EXCERPT:
Please help fix the broken anchors. You can remove this template after fixing the problems. |
Reporting errors |
Dude obviously wrote this himself. He's quite impressed. 148.77.35.49 ( talk) 22:37, 18 May 2019 (UTC)
I am uncomfortable with this article and not 100% comfortable even with what I have done to it today. I've referred it to WP:BLPN for further input because I am slightly out of my depth here. - Sitush ( talk) 08:51, 4 June 2019 (UTC)
BTW, regarding notability. He's obviously been talking about things on radio etc and I am unsure how significant that may be. In the UK, where I am, having "rent-a-mouth" academics on such shows is quite common and doesn't necessarily mean much at all. I'm happy to see the tag removed, or changed, if others think differently. - Sitush ( talk) 09:00, 4 June 2019 (UTC)
However, I have just reinstated that tag because I don't think the remover of it is best placed to make an informed assessment, sorry. I would prefer someone with no prior involvement with this article and who has not previously got into scrapes concerning BLPs. - Sitush ( talk) 14:12, 4 June 2019 (UTC)
He has publihed a book, and raised controversy by appearing on mainstream American national news media such as USA Today and mentioned by Washington Post, his appearances on conservative media alone make him notable. His status as conservative black pundit popular on conservative radio and media also makes him notable, yet tagger insists somehow that someone with national media visibility is not notable. Subject obviously passes notability, so this argument appears to be an attempt to remove coverage of the controversial subject matter who is an African American conservative who is a darling of conservative media.
WP:BIO People are presumed notable if they have received significant coverage in multiple published secondary sources that are reliable, intellectually independent of each other and independent of the subject.
Tucker Carlson Fox News US national cable network USA Today US national newspaper Washington Post US major metro newspaper, Commentary Magazine major US political magazine Bachcell ( talk) 14:29, 4 June 2019 (UTC)
Why couldn't Reilly find a mainstream publisher for his earlier writings? I see that the vanity press stuff I removed yesterday has reappeared. - Sitush ( talk) 06:47, 5 June 2019 (UTC)
Also, the version as of now, as opposed to after the edits of BubbaJoe, is mostly referenced to Reilly himself. And it includes original research in its phrasing, eg: it says Reilly "appears to be" and cites a Reilly publication for the statement. - Sitush ( talk) 07:24, 5 June 2019 (UTC)
This is ref bombing. We only need one source where he says that he is a centrist. - Sitush ( talk) 08:49, 5 June 2019 (UTC)
The claim that only about 7,000 hate crimes occur in a typical year
surely cannot be correct? UK figures, for example, are notoriously subject to variable reporting and selection criteria but are in the hundreds of thousands by any reasonable measure, eg: see
this. That's for a population of 60 million in a country that, although far from perfect, I doubt is anywhere near as divided as the US (except regarding Brexit, haha). -
Sitush (
talk) 08:57, 5 June 2019 (UTC)
Reading this website mentioned below, it seems to be a legal semantics/recording issue. I'm guessing that Reilly's book refers to the 7000 figure as being the FBI figure and that the FBI have an extremely different take on what constitutes a hate crime to the various bodies in the UK. If anyone can see the book then perhaps the tag I added can be removed by providing that clarity. - Sitush ( talk) 10:16, 5 June 2019 (UTC)

Image annotation data:

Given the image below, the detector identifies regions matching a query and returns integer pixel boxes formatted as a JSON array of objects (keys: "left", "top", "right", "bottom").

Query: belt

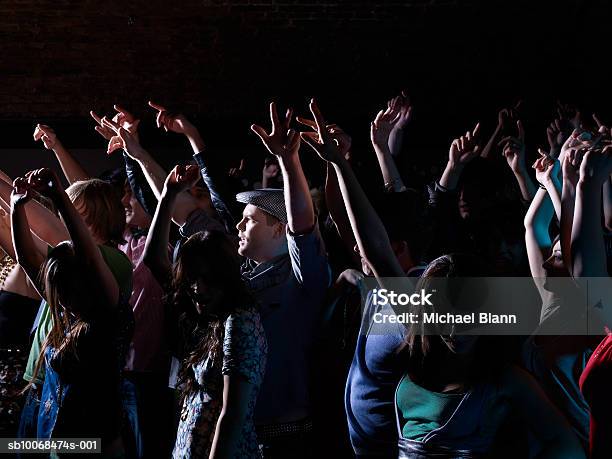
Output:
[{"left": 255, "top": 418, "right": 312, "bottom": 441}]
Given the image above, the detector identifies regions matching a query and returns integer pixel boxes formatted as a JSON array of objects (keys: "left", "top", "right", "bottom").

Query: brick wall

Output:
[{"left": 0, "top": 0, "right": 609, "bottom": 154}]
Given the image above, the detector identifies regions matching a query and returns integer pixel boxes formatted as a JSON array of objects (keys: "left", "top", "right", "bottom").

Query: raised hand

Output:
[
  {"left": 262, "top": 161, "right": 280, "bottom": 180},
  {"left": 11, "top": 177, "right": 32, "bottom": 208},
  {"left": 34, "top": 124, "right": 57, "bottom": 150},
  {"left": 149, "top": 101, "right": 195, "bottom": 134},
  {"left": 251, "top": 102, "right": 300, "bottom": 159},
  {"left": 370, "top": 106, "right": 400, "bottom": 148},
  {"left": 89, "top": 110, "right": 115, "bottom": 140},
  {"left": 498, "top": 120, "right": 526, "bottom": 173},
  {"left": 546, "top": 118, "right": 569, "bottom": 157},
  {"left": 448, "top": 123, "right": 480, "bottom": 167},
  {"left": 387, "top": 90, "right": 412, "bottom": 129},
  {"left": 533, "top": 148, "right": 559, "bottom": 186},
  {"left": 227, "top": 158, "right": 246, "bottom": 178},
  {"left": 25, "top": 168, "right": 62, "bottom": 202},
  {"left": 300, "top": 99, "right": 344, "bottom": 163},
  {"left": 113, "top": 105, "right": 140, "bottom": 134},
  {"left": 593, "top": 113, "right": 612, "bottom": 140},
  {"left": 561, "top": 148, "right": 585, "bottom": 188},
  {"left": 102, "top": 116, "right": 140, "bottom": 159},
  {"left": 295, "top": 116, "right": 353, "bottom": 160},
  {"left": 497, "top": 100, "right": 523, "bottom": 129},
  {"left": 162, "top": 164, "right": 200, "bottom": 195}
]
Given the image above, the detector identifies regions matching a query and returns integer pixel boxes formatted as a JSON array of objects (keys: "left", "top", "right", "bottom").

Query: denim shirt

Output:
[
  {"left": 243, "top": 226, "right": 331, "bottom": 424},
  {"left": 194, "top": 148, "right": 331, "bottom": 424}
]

DIRECTION A:
Reproduce everything in the discussion from "WP:BIO People are" down to "of the subject.".
DIRECTION B:
In the discussion, which noticeboard did Sitush refer the article to for further input?
DIRECTION C:
Summarize the discussion in two sentences.

WRITTEN REPLY A:
WP:BIO People are presumed notable if they have received significant coverage in multiple published secondary sources that are reliable, intellectually independent of each other and independent of the subject.

WRITTEN REPLY B:
WP:BLPN

WRITTEN REPLY C:
Sitush referred the article on Reilly to WP:BLPN and reinstated a notability tag, while Bachcell argued that Reilly's book and coverage in national outlets such as Fox News, USA Today and the Washington Post make him notable. Sitush also objected that the article is mostly referenced to Reilly himself, includes original research and ref bombing, and questioned the claim that only about 7,000 hate crimes occur in a typical year.